(La consegna) Nel brano fornito, quale fenomeno viene indicato come uno degli esempi più lampanti del cambiamento dell'industria videoludica?

(Brano fornito)
L’industria videoludica sta cambiando. Lo avverto nell’aria o lo sento nella terra e nell’acqua? No, semplicemente, è un dato di fatto piuttosto oggettivo, testimoniato da diversi fattori più o meno rilevanti. E, tra questi, è chiaro quanto il fenomeno delle Collector’s edition sia uno degli esempi più lampanti e attuali di quanto asserito poco sopra. Mi ricordo ancora, da spendaccione incallito quale sono, le gioiose gesta di qualche anno fa, quelle mie corse dal GameStop di turno per prenotare praticamente ogni tipo di edizione speciale dei giochi a cui ero particolarmente legato o interessato, o ancora le mail di PayPal che mi avvisavano del pagamento avvenuto, con conseguente attesa snervante nei confronti di un corriere che, come Gandalf, non è stato mai in ritardo né in anticipo ma semplicemente arrivava proprio nel momento in cui doveva farlo. Ho parlato al passato, non a caso, perché questa insaziabile sete, col passare del tempo, nel mio caso è diventata sempre meno evidente, lasciando spazio ad un approccio molto più passivo e quasi indifferente. Con grande sorpresa, però, gli ultimi tempi mi hanno fatto capire questo cambio di approccio non sia soltanto mio, ma abbia un po’ invaso la mente di una buona parte dell’utenza.

(Dati mostrati)
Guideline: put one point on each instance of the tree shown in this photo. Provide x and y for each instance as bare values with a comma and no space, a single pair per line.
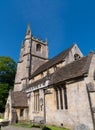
7,77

(Risultato richiesto) Il fenomeno delle Collector's edition.